Instructions for the task:
In the material below, change every "rough mask" to "coarse mask" and leave all other text as it is.

Saved entries:
'''

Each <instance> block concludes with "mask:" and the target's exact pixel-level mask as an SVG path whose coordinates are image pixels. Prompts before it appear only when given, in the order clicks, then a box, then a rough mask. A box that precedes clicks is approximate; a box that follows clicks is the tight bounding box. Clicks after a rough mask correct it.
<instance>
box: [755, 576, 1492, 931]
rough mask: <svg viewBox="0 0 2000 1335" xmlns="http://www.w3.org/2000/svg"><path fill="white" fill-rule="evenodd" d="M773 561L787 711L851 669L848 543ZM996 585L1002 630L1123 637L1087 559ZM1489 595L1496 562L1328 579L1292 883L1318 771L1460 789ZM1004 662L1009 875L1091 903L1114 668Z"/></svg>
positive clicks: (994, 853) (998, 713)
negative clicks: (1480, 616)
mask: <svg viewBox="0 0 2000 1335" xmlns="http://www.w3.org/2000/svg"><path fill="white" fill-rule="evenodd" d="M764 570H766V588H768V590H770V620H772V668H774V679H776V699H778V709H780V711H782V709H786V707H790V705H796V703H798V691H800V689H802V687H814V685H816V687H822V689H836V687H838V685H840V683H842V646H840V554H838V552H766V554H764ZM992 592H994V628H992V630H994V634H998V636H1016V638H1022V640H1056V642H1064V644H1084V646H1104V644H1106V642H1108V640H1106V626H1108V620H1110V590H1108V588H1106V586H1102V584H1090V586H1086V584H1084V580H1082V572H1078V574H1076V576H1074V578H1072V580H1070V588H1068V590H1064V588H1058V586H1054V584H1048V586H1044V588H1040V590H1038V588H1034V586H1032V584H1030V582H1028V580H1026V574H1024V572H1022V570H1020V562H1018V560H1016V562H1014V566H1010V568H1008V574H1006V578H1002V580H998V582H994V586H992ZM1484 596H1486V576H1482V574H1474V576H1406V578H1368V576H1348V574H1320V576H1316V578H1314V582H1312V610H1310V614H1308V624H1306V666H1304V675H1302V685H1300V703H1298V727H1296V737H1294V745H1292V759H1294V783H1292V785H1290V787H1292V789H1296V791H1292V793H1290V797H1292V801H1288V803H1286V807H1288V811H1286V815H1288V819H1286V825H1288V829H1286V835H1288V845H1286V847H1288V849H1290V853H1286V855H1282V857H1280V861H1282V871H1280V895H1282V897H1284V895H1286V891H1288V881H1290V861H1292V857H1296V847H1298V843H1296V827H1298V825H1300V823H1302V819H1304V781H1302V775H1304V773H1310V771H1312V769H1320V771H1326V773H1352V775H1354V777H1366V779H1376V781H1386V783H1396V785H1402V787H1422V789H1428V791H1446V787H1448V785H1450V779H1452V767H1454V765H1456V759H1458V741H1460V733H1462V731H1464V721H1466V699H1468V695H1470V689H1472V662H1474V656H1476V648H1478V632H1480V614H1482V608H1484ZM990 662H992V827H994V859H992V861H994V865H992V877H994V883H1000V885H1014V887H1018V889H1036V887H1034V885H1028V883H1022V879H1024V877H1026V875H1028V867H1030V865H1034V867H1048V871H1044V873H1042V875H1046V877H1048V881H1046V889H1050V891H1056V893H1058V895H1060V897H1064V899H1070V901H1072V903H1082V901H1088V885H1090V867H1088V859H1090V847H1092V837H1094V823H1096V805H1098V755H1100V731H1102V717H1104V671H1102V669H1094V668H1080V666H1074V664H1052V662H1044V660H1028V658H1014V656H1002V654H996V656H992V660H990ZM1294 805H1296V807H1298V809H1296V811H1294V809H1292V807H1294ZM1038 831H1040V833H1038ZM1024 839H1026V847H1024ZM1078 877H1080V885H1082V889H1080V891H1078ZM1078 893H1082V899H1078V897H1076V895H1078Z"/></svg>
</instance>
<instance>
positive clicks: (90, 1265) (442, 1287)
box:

'''

Response for this exercise:
Each <instance> block concludes with "mask:" and the target's exact pixel-level mask as an SVG path whose coordinates are image pixels. Prompts before it appear only when given, in the order clicks, then a box, then a coarse mask. A box that precedes clicks is approximate; a box that follows clicks is the tight bounding box. Clicks after a coarse mask correct it.
<instance>
box: [755, 576, 1492, 931]
coarse mask: <svg viewBox="0 0 2000 1335" xmlns="http://www.w3.org/2000/svg"><path fill="white" fill-rule="evenodd" d="M773 561L787 711L851 669L848 543ZM996 585L1002 630L1123 637L1087 559ZM1489 595L1496 562L1328 579L1292 883L1318 771L1460 789ZM1004 662L1009 875L1091 903L1114 668Z"/></svg>
positive clicks: (994, 853) (998, 713)
negative clicks: (1480, 616)
mask: <svg viewBox="0 0 2000 1335" xmlns="http://www.w3.org/2000/svg"><path fill="white" fill-rule="evenodd" d="M764 570H766V588H768V590H770V620H772V668H774V679H776V699H778V709H780V711H782V709H786V707H790V705H796V703H798V691H800V689H802V687H814V685H816V687H822V689H836V687H838V685H840V683H842V646H840V554H838V552H766V554H764ZM992 592H994V628H992V630H994V634H998V636H1016V638H1022V640H1056V642H1064V644H1084V646H1104V644H1106V642H1108V640H1106V626H1108V620H1110V590H1108V588H1106V586H1102V584H1090V586H1086V584H1084V580H1082V572H1078V574H1076V576H1074V578H1072V580H1070V588H1068V590H1064V588H1058V586H1054V584H1048V586H1044V588H1040V590H1038V588H1034V586H1032V584H1030V582H1028V580H1026V574H1024V572H1022V570H1020V562H1018V560H1016V562H1014V566H1010V568H1008V574H1006V578H1002V580H998V582H994V586H992ZM1484 596H1486V576H1482V574H1474V576H1406V578H1368V576H1348V574H1320V576H1316V578H1314V582H1312V610H1310V614H1308V624H1306V666H1304V675H1302V685H1300V703H1298V727H1296V737H1294V745H1292V759H1294V783H1292V785H1290V787H1292V789H1296V791H1292V793H1290V797H1292V801H1288V803H1286V807H1288V811H1286V815H1288V819H1286V825H1288V829H1286V835H1288V845H1286V847H1288V849H1290V853H1286V855H1282V857H1280V861H1282V871H1280V895H1282V897H1284V895H1286V891H1288V881H1290V861H1292V857H1296V847H1298V843H1296V827H1298V825H1300V823H1302V819H1304V781H1302V775H1304V773H1310V771H1312V769H1320V771H1326V773H1352V775H1354V777H1366V779H1376V781H1386V783H1396V785H1402V787H1422V789H1428V791H1446V787H1448V785H1450V779H1452V767H1454V765H1456V759H1458V741H1460V733H1462V731H1464V721H1466V699H1468V695H1470V689H1472V662H1474V656H1476V648H1478V632H1480V614H1482V608H1484ZM990 662H992V827H994V859H992V861H994V865H992V877H994V883H1000V885H1014V887H1018V889H1036V887H1034V885H1028V883H1022V879H1024V877H1026V875H1028V867H1030V865H1034V867H1048V871H1044V873H1042V875H1046V877H1048V881H1046V889H1050V891H1056V893H1058V895H1060V897H1064V899H1070V901H1072V903H1082V901H1088V885H1090V867H1088V859H1090V847H1092V837H1094V823H1096V805H1098V755H1100V731H1102V717H1104V671H1102V669H1094V668H1080V666H1074V664H1052V662H1044V660H1028V658H1014V656H1002V654H996V656H992V660H990ZM1294 805H1296V807H1298V809H1296V811H1294V809H1292V807H1294ZM1038 831H1040V833H1038ZM1024 839H1026V847H1024ZM1078 877H1080V885H1082V889H1080V891H1078ZM1078 893H1082V899H1078V897H1076V895H1078Z"/></svg>
</instance>
<instance>
positive clicks: (90, 1265) (442, 1287)
box:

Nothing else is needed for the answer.